Exercise -
Retype exactly the lines that run from the line with "of the hillside" to the final line of the entries, keeping both ends and nothing else.
'''
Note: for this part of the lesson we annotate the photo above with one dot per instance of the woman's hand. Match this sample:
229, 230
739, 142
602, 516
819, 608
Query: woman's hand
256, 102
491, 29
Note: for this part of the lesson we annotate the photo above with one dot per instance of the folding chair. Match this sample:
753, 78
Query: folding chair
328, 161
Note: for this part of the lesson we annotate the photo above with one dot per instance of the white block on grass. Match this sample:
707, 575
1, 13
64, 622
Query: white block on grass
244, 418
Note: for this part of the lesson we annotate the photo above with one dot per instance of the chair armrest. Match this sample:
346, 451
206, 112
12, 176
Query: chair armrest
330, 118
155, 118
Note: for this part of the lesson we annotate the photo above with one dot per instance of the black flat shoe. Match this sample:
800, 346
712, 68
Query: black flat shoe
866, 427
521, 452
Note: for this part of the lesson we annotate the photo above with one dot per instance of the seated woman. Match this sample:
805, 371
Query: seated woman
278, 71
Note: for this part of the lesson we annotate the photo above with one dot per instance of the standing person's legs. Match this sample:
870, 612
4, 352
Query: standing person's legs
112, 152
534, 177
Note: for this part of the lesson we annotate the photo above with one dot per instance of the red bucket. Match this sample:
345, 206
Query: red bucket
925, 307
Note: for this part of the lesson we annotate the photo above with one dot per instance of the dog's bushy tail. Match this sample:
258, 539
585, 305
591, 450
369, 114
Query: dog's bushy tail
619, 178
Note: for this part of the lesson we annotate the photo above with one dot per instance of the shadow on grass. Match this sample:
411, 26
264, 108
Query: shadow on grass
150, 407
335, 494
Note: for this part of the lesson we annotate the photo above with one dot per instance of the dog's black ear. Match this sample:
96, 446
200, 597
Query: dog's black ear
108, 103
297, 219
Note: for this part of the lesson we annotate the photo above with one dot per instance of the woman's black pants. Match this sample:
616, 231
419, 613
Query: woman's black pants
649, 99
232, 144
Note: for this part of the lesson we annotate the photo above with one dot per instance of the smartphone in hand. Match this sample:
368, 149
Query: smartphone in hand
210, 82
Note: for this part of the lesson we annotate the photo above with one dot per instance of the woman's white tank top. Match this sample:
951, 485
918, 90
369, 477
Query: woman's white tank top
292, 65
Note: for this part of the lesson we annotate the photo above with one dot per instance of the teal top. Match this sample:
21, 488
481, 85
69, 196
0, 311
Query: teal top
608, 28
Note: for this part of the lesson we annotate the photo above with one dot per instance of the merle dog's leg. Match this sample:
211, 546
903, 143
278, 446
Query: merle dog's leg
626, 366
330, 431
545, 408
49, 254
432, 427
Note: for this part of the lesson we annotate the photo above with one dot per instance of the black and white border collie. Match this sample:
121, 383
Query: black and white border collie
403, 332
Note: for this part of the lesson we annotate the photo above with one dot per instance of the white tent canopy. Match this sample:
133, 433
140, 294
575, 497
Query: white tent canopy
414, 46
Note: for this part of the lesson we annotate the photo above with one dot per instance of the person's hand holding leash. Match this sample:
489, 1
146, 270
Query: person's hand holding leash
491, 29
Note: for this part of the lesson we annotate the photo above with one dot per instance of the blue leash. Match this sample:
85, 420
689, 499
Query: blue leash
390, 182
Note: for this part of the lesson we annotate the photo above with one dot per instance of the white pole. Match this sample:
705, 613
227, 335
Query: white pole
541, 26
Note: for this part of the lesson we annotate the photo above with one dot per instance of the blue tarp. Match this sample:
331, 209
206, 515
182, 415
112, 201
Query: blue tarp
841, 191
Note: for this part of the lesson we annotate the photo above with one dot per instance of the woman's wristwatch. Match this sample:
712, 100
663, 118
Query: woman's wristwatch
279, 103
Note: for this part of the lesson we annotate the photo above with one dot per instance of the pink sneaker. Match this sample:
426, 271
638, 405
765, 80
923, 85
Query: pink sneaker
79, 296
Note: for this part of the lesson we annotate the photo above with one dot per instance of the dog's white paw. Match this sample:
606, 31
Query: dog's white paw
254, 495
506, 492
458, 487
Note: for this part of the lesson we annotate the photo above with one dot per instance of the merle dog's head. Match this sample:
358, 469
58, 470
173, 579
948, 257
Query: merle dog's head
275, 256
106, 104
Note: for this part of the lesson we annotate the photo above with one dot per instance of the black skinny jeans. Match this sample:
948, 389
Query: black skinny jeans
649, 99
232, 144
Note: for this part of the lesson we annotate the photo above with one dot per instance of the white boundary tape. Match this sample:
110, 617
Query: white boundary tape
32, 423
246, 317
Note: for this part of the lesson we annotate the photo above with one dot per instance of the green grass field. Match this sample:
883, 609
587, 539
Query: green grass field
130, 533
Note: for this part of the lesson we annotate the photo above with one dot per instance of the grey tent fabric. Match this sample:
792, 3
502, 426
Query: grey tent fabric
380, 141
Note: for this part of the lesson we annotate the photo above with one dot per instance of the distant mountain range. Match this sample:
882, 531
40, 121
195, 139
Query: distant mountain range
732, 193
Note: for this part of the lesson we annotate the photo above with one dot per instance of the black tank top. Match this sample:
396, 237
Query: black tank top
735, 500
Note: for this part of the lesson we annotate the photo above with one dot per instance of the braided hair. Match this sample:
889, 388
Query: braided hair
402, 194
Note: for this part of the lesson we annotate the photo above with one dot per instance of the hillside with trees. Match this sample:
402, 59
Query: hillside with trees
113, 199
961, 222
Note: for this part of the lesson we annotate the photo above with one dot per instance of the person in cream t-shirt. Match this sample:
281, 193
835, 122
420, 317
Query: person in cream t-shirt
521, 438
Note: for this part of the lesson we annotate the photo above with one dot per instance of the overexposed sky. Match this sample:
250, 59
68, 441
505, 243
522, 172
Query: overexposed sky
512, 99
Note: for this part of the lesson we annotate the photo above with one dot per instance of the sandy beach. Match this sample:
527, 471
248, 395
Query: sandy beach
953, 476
'''
Answer in full -
Note: for this part of the lesson we annotate the photo above with one dot per instance of the hillside with trees. Match this sample:
402, 59
Query: hillside with trees
113, 199
961, 222
Note: for this part of the lesson we annotate the photo above with one dot per instance of the person in cream t-shirt. Match this sample:
281, 193
835, 122
420, 317
Query: person in cream t-shirt
521, 438
Note: for this part of the lesson we annotate the photo above with one dot per instance of the overexposed sky. Match this sample:
250, 59
68, 441
505, 243
522, 172
Query: overexposed sky
512, 99
Note: for this part of the lesson we annotate the photo above with one dot per instance of the sandy beach. Match this sample:
527, 471
248, 395
Query: sandy beach
953, 476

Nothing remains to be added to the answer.